The first thing is that anaconda has to be in the system PATH. Otherwise Python libraries would not download due to SSL verification problems. When you manage to solve that issue, a free way to creating explainer lays in front of you. Just specify a path to .yml file. Do not bother about the virtual env name, it is defined in the header of .yml file. condaenv
argument will be omitted when yml
specified and OS is windows.
explainer_scikit_2 <- explain_scikitlearn(pkl_gbm, yml = yml, data = titanic_test_X,
y = titanic_test_y, colorize = FALSE)
explainer_keras_2 <- explain_keras(pkl_keras, condaenv = "myenv", data = pima_indians_diabets_X,
y = pima_indians_diabets_y, colorize = FALSE)
It is recommended to pass path where Anaconda may be found (eg. ./anaconda3) along with yml file path. condaenv
argument should be used for this purpose. Therefore, when yml
argument is specified and OS is Unix, condaenv
means path to conda. If user left condaenv
as NULL, DALEXtra will try to look for Anaconda on it’s own.
explainer_scikit_3 <- explain_scikitlearn(pkl_gbm, yml = yml, condaenv = "/home/user/anaconda", data = titanic_test_X, y = titanic_test_y)
This is probably the most common problem, any user can meet during usage of DALXtra
. It is being thrown when packages specified in .yml are not available from channels you have specified. There are some ways of fixing it.
When .yml is exported, it saves not only the main version (eg. 1.16.4) but specific OS related version as well (eg. py36h19fb1c0_0). This way, when you are trying to rebuild env using a different machine, a lot of problems may occur. The easiest way to fix it, is to remove that statement.

[TO BE DONE]
1 – In the DALEXtra passage, what problem keeps Python libraries from downloading if Anaconda is not in the system PATH?
2 – Rewrite the stretch of the DALEXtra passage from "explainer_scikit_2 <- explain_scikitlearn(pkl_gbm, yml" through "on it’s own.", putting "Linux" in place of "Unix".

[GIVEN MATERIAL]
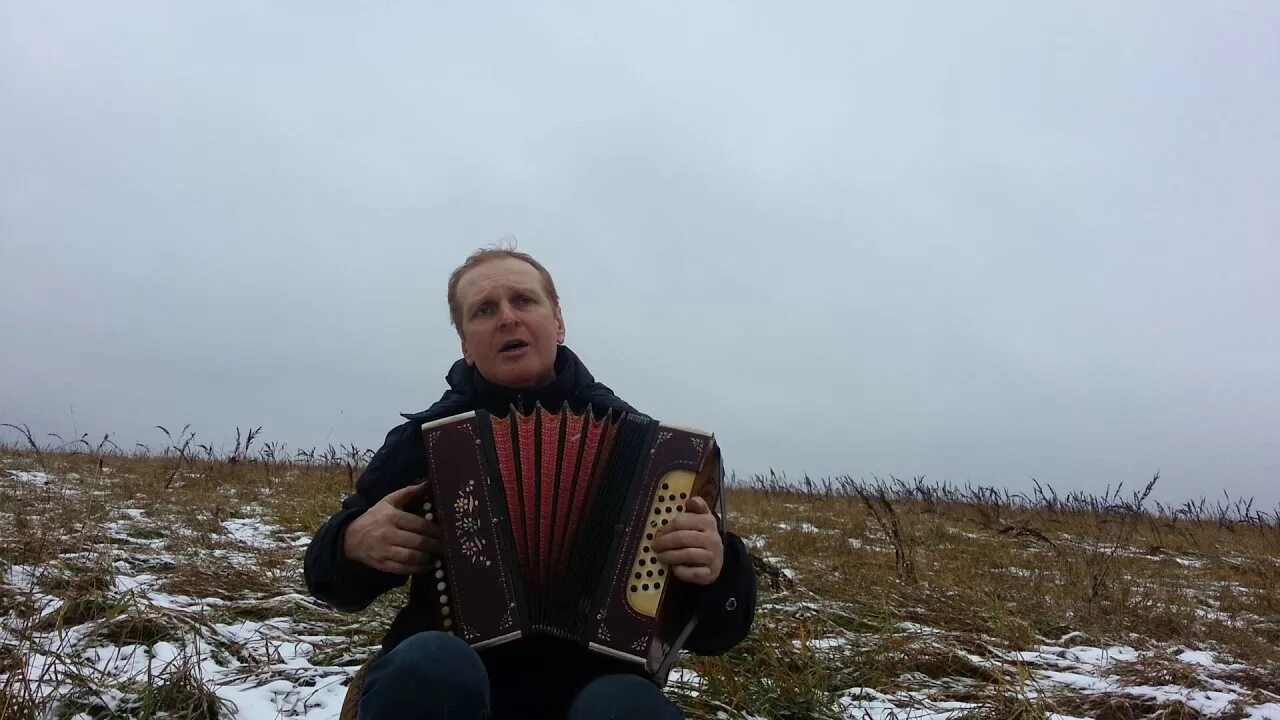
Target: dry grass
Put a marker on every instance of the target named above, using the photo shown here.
(864, 588)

[ANSWERS TO THE PROBLEMS]
1 – SSL verification problems.

2 –
explainer_scikit_2 <- explain_scikitlearn(pkl_gbm, yml = yml, data = titanic_test_X,
y = titanic_test_y, colorize = FALSE)
explainer_keras_2 <- explain_keras(pkl_keras, condaenv = "myenv", data = pima_indians_diabets_X,
y = pima_indians_diabets_y, colorize = FALSE)
It is recommended to pass path where Anaconda may be found (eg. ./anaconda3) along with yml file path. condaenv
argument should be used for this purpose. Therefore, when yml
argument is specified and OS is Linux, condaenv
means path to conda. If user left condaenv
as NULL, DALEXtra will try to look for Anaconda on it’s own.